◆ Texto proporcionado
---

Huevo o cigoto. Eso recuerdo. Y no mucho más. Después de treinta y pico de años, lo que recuerdo es eso. Imagino que si la profesora de biología se enterara de esto ahora, sentiría una profunda frustración. Tantas horas de explicaciones, láminas, gráficos, disecciones de insectos, renacuajos y bichos canasto, para que décadas después solo haya trascendido eso. Huevo o cigoto.
Sin embargo, puedo dar una explicación. Científica, ya que de biología se trata.
En primer lugar creo necesario aislar al subconjunto varones del conjunto compañeros de secundaria. La razón es simple: la sinonimia «huevo o cigoto» impactó de modo diferente según el género. Un efecto que para nosotros, los varones, no tuvo nada que envidiarle a la erupción del volcán Calbuco, para el género femenino fue nulo.
Es que la combinación de nuestro cerebro masculino y adolescente (una ameba) no logró ir más allá de la construción de la frase «chupame un cigoto». Y quedó. Grabada para siempre. Acá, en nuestra ameba.
El viernes pasado bajé del 39 en la calle Honduras. En el medio de la calle Honduras. El pobre conductor hizo todo lo posible para acercarme al cordón de la vereda tratando, en el mismo trámite, de no arrugarle la puerta al Mercedes 200SLK que estaba estacionado obstruyendo la parada.

---

◆ Datos de entrada
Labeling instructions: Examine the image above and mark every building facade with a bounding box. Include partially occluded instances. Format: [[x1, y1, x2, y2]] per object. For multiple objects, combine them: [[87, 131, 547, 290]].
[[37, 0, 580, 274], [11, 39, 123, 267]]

---

◆ Instrucciones
Resume por favor en dos oraciones el párrafo del texto proporcionado que empieza con «En primer lugar creo necesario», conservando sus datos principales.

◆ Respuesta a continuación
Conviene separar a los varones del conjunto de compañeros de secundaria, porque la sinonimia «huevo o cigoto» impactó de modo diferente según el género. En los varones su efecto fue comparable a la erupción del volcán Calbuco, mientras que en el género femenino fue nulo.